LISTING –
»»

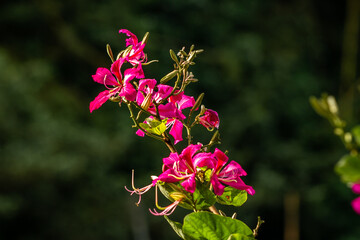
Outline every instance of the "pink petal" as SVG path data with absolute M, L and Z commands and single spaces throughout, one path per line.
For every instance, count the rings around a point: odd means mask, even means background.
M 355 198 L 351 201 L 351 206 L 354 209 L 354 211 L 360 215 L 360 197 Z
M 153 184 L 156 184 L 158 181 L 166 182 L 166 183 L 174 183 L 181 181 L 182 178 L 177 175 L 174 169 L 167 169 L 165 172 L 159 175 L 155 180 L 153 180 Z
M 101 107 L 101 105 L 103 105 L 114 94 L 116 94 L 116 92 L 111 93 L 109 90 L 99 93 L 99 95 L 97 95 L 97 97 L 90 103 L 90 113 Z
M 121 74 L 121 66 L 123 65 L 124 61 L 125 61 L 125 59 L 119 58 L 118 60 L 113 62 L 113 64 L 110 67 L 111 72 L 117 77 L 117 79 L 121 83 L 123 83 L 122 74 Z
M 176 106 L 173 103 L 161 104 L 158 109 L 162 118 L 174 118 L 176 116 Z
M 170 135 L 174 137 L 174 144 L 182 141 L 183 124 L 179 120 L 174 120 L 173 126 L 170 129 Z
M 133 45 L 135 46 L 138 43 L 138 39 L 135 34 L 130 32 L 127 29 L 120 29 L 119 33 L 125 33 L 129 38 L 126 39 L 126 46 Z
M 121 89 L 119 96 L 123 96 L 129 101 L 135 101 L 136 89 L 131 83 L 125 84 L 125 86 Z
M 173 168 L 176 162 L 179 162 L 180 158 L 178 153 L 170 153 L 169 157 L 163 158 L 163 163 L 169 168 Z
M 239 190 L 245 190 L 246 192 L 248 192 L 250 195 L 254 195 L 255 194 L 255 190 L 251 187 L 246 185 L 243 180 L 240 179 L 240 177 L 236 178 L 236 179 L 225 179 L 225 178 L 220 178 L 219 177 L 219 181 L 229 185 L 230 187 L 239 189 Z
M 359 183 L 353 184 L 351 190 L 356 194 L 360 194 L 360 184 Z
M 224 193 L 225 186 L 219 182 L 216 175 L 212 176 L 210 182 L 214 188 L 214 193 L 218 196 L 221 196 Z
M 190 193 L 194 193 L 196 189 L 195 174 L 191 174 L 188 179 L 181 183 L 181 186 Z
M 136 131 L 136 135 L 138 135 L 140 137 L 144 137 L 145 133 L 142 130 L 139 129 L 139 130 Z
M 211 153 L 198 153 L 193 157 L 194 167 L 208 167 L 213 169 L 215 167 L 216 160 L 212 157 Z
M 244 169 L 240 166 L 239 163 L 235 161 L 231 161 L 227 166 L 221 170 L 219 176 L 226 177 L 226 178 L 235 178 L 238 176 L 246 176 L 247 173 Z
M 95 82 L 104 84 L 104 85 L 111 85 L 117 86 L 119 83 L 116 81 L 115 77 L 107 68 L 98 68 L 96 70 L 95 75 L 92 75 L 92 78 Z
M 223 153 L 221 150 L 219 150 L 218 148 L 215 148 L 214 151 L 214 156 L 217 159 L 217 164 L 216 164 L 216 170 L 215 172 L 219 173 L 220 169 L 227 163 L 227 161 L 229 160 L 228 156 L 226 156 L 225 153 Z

««
»»

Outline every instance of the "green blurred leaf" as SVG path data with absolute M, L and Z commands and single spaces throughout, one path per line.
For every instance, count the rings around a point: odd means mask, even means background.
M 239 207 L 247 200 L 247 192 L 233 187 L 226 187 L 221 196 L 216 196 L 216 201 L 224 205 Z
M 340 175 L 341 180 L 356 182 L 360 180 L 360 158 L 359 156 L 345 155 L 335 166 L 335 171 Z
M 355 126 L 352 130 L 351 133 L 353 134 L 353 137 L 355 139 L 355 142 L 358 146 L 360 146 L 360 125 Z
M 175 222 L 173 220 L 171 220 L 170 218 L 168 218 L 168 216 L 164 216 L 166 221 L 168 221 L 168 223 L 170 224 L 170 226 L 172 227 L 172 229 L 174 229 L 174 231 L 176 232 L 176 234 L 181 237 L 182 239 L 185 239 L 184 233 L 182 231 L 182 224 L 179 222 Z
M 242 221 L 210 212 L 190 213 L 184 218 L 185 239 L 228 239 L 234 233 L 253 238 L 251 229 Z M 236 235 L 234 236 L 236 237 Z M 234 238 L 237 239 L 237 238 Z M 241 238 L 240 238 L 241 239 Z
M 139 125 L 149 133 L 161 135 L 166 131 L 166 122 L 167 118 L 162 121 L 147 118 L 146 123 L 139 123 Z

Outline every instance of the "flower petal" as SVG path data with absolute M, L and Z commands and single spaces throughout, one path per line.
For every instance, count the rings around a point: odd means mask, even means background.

««
»»

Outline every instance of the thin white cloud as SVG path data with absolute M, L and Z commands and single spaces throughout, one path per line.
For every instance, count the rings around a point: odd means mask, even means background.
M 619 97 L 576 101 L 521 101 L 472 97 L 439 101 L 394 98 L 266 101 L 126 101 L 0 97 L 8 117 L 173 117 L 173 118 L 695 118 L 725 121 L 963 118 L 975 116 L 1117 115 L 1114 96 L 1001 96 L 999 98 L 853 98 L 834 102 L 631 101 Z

««

TASK TO COMPLETE – Retype the part of the records that opens with the line containing "Outline every instance of the thin" and closes with the line containing "M 619 97 L 576", keeping every character unchanged.

FINAL RESULT –
Outline every instance of the thin white cloud as SVG path data with absolute M, L and Z commands and single spaces throughout, one path per line.
For every instance, count the rings around a point: odd means mask, even means background.
M 619 97 L 576 101 L 521 101 L 472 97 L 439 101 L 394 98 L 266 101 L 126 101 L 0 97 L 8 117 L 173 117 L 173 118 L 695 118 L 725 121 L 963 118 L 975 116 L 1117 115 L 1114 96 L 1001 96 L 999 98 L 853 98 L 834 102 L 631 101 Z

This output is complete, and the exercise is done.